Continue the passage below on artists' earnings and arts funding in England, picking up after its last sentence.

Supplied passage:
## BEGIN

In tandem, arts funding policies have reduced levels of financial support direct to artists through open-access funds. A key finding from the A fair share report is that only 2.5% of artists in England are successful annually in gaining a grant from such schemes [18]. When combined, these factors represent a dramatic loss in artists’ annual income levels. For 71% of artists in 2013, turnover from their practice was less than £10,000 a year. 17% were earning up to £20,000 and just 7% up to £30,000 [19]. In real terms, artists nowadays are some £6,000 a year worse off than they had been in 1997.
a‑n’s Paying artists research revealed that it was within the publicly-funded galleries that levels of financial reward were particularly poor. In the last three years, 71% of artists had received no fee at all for exhibiting in arts council-funded galleries, and 63% had been forced to turn down exhibitions because they could not afford to carry the costs themselves, from their low income base [20].
However not all working professionally in the contemporary visual arts in the UK have fared as badly as artists. An economic impact report [21] in 2013 showed that full-time earnings in the arts had risen by 6.8% in the last five years.
Interviews with curators and art directors revealed the view that, rather than payment, artists should be content to gain exposure and career development from public exhibitions. There was a distinct lack of concern for the economic situation of artists: “The pay and conditions which artists receive and improving fees for exhibitions were not particularly considered a priority by participating venues; nor were the pay and conditions of artists more generally considered a particular talking point in the sector at the moment. [22] It seems amongst artistic staff at the very institutions who now enjoy the lion’s share of arts funding that there is little concern for, or awareness of, artists’ intrinsic value into the their curatorial and audience development processes.

## END

Dataset section:
## BEGIN

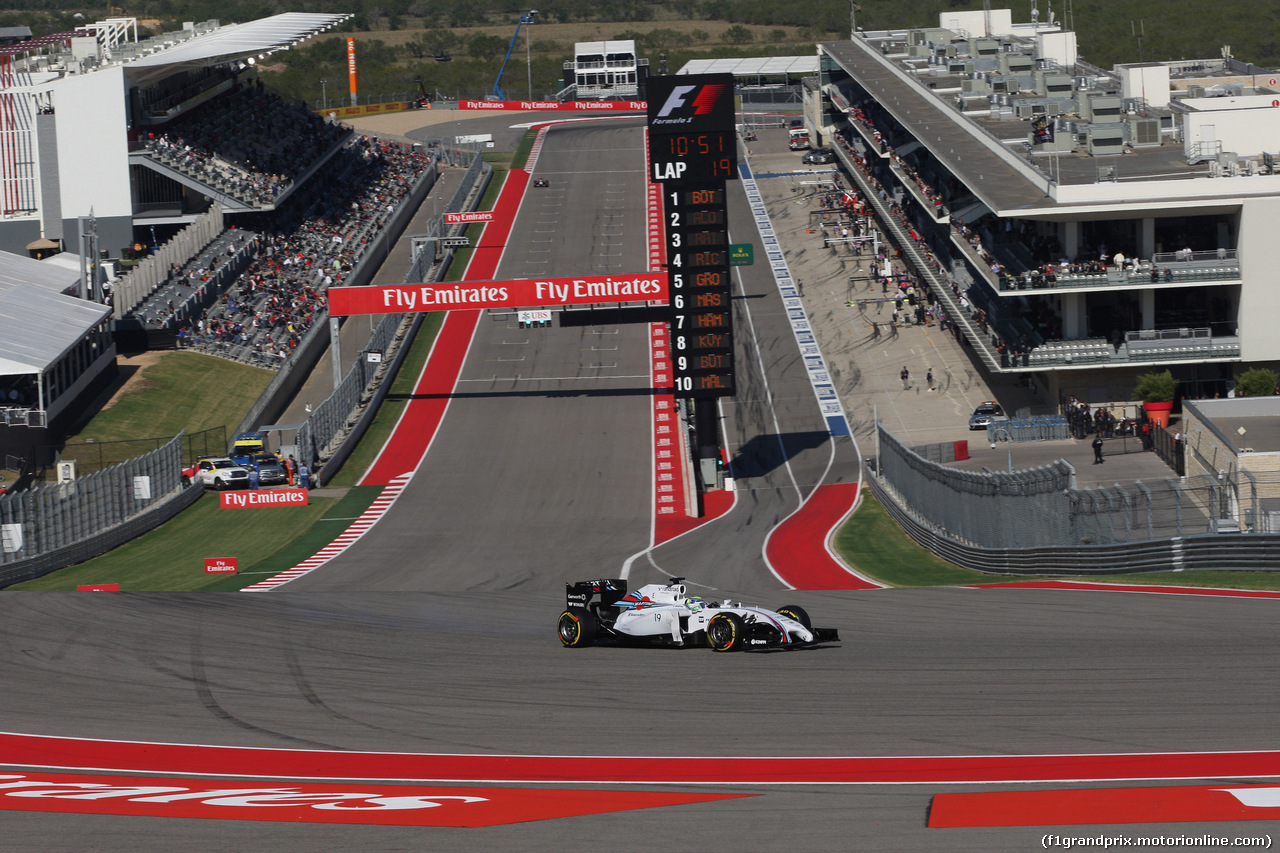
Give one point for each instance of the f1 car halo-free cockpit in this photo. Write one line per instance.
(666, 614)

## END

Output below:
The status of artists
Frey and Pommerehne [23] defined someone as an artist by:
- The amount of time spent on artistic work
- The amount of income derived from artistic activity
- Reputation amongst general public
- Recognition amongst other artists
- Quality of artistic work – as defined somehow
- Membership of a professional body
- Professional qualification
- Subjective self-evaluation of being an artist
The business of being an artist [24] provided an alternative set of definitions:
- Maker of unique works of value for sale
- Animateur — encouraging other people’s creative expression
- Public servant – making work to commission for public places, regeneration, etc
- Economic unit – a ‘small business’ / a creative industry employing others
- Social worker – empowering others to be fulfilled and improve their lives
- Educator – delivering into schools and the educational curriculum
- Initiator of new arts ventures – creators of arts festivals, open studios, etc
- Visionary – a ‘social conscience’
Rethinking artists
“Tomorrow’s people” are: “Innovative and conservative; have multiple truths held lightly; they live, think and act locally and globally; they embrace spirituality; they think holistically and systemically; they tolerate ambiguity and difference; they are reflexive learners; they contextualise — putting themselves into the process; they value ethics – eschewing right action over fixed principles; they assume personal responsibility and accountability; they are both particularist and generalist; they reason abstractly and narratively and they trust physical intelligence”. [25] Artists demonstrate many of these characteristics that are required in 21st Century cultural people.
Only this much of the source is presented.